Work instructions:
A) Answer these questions about the war commentary, using the same labels:
(i) Whom did Trump say he would decide with on ending the war?
(ii) About how many people have been displaced in Lebanon in the past week?
(iii) From a spiritual perspective, when does war begin?
B) Please resume the war commentary after its final sentence.

Document excerpt:
What is unfolding is not just a military crisis. It is a moral and spiritual collapse dressed up as strategy.

The language of war always tries to sanitize itself. It speaks of targets, deterrence, capability, leverage, and sequencing. But beneath those sterile words are burned neighborhoods, terrified families, dead civilians, shattered infrastructure, and a political class that treats devastation as a management problem. Reuters reported today that Trump said ending the war would be a “mutual” decision made with Benjamin Netanyahu. That statement alone tells us something essential about the moment: war is being framed not as a last resort with unbearable human cost, but as a jointly managed enterprise of force.

New Thought asks us to look beneath appearances. It asks what consciousness is being expressed through events. What belief system is speaking through the missiles? What worldview is revealed when civilian death, fuel shocks, and regional destabilization are treated as acceptable collateral to larger geopolitical ambitions?

The answer is the same one it has always been: separation, fear, domination, and the idolatry of power.

“We are not here to mirror madness. We are here to end the trance.”

War Is Never Only “Out There”

From a spiritual perspective, war does not begin when bombs fall. It begins when consciousness consents to division.

Every war rests on a metaphysical lie: that life is separate, that some lives matter less, that security can be built on humiliation, that peace can be imposed through overwhelming force. Once that lie takes root, the machinery follows naturally. Media repetition normalizes dehumanization. Political rhetoric launders vengeance into necessity. Citizens are taught to experience empathy selectively.

This is why spiritual clarity matters now. If we merely react to war with panic, tribalism, or revenge fantasies, we feed the same field that produced it.

But spiritual clarity is not passivity. It is not denial. It is not the lazy comfort of saying “both sides” while civilians die. It is the discipline of seeing violence truthfully and refusing to let the language of empire or nationalism hypnotize the mind.

To say that consciousness is causal does not mean policy is irrelevant. It means policy is the visible expression of deeper assumptions. War is what happens when fear acquires institutions, budgets, slogans, and flags.

The Crisis of Moral Language

One of the gravest dangers in wartime is the corruption of speech.

When people become “assets,” children become “casualty figures,” cities become “theater,” and starvation, displacement, or bombardment become “pressure,” language itself becomes an accomplice to violence. Reuters reports that nearly 700,000 people have been displaced in Lebanon in the past week alone, with hundreds killed, including children and women. Iran’s U.N. envoy says more than 1,300 Iranian civilians have been killed. These are not abstractions. They are lives with names, bodies, families, memory, and sacred worth.

Dataset content:

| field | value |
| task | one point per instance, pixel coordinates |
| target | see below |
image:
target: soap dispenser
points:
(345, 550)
---
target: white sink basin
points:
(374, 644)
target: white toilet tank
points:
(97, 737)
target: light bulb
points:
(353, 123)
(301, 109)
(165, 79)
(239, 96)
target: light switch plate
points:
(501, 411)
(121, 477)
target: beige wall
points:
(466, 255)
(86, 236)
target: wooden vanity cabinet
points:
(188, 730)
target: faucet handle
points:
--
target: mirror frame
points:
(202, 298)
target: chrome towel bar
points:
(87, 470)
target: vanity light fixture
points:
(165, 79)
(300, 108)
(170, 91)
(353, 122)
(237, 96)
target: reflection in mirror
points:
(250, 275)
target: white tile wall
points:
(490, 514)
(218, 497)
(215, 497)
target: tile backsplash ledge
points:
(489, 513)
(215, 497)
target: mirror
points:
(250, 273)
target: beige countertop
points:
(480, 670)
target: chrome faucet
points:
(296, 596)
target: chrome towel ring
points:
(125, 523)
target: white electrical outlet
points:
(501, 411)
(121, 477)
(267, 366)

Answers for the tasks:
A)
(i) Benjamin Netanyahu
(ii) Nearly 700,000
(iii) When consciousness consents to division

B)
New Thought insists that words are creative. They are not ornamental. They shape perception, and perception shapes action.

So in a time like this, one spiritual practice is simple and radical: speak accurately. Refuse euphemism. Refuse propaganda. Refuse the narcotic language that makes cruelty sound procedural.

Say civilians, not optics. Say dead, not neutralized. Say displaced families, not population movement. Say war, not just response.

Truthful language is one way consciousness resists capture.

“Spiritual clarity is not passivity. It is the refusal to let violence disguise itself as wisdom.”

The System Wants You Spiritually Disoriented

Another reason inner work matters is that war does not only destroy bodies. It destabilizes attention.

War floods the field with fear, spectacle, rumor, and emotional exhaustion. It makes people more governable, more manipulable, more willing to accept secrecy, executive power, and moral compromise. In the United States, that danger is already visible. Reuters reported that both the Senate and then the House blocked efforts to limit Trump’s war powers over Iran. Even as the conflict widened, Congress largely declined to assert meaningful constitutional restraint.

That is not a side issue. It is part of the same spiritual sickness.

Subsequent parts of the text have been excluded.